Problem details
Scale the data between the line holding "Expected: one point per instance of the young boy" and the end of the data, inclusive. Reproduce every line in that span, multiplying each point coordinate in the answers by 1.7 and rounding to whole numbers with halves rounded up, and leave all other lines unchanged.

Material provided
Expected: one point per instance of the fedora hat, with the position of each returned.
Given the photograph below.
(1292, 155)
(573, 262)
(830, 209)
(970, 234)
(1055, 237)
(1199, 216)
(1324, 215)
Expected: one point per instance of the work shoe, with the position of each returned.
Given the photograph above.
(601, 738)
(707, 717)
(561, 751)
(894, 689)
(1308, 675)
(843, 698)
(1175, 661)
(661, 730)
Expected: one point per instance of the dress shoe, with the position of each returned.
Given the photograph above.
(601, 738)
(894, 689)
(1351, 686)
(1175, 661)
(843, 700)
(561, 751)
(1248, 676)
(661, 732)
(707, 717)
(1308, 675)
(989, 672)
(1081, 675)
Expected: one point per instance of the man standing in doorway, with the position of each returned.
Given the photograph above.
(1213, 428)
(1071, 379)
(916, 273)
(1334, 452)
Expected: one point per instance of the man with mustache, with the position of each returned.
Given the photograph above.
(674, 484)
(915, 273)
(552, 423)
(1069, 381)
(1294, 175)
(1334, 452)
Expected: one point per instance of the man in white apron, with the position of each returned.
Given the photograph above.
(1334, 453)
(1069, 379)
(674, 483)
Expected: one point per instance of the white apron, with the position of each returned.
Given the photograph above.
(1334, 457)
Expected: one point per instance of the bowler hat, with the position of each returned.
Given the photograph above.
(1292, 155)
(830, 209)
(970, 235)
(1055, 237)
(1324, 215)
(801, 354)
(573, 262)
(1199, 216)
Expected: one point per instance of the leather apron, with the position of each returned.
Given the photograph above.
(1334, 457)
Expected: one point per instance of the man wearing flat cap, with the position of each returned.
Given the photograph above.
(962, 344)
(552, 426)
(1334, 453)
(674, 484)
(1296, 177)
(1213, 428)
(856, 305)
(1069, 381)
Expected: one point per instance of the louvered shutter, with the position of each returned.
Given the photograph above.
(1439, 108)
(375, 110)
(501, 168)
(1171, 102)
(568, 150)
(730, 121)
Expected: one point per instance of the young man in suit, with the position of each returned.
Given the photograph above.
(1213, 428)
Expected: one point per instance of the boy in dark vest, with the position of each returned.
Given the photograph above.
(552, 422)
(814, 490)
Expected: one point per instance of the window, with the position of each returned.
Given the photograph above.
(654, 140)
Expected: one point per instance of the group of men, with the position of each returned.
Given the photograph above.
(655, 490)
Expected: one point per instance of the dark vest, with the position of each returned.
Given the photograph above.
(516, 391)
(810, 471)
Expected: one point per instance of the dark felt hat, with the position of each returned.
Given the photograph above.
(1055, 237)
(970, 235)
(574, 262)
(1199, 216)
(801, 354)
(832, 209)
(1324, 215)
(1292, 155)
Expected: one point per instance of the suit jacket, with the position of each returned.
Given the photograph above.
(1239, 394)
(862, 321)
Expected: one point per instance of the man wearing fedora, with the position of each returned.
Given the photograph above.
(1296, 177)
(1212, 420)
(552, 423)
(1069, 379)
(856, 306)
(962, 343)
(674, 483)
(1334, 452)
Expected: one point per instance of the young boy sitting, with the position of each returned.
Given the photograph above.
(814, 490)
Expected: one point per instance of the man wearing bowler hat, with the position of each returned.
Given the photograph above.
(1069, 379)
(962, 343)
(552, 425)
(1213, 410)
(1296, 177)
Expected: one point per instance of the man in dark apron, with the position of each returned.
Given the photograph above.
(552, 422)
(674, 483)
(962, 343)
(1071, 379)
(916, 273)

Output below
Expected: one point per instance of the young boy sitting, with the position of each returned.
Given the photograph above.
(1384, 833)
Expected: one point per instance of the man wearing bowler hat, with the position of each returned.
Given the photograph above.
(1817, 644)
(1635, 583)
(938, 723)
(2062, 697)
(2203, 301)
Expected: one point per instance of the man in dark apron, with the position of each returned.
Given the photograph above.
(938, 717)
(1146, 821)
(1635, 583)
(1821, 644)
(1557, 464)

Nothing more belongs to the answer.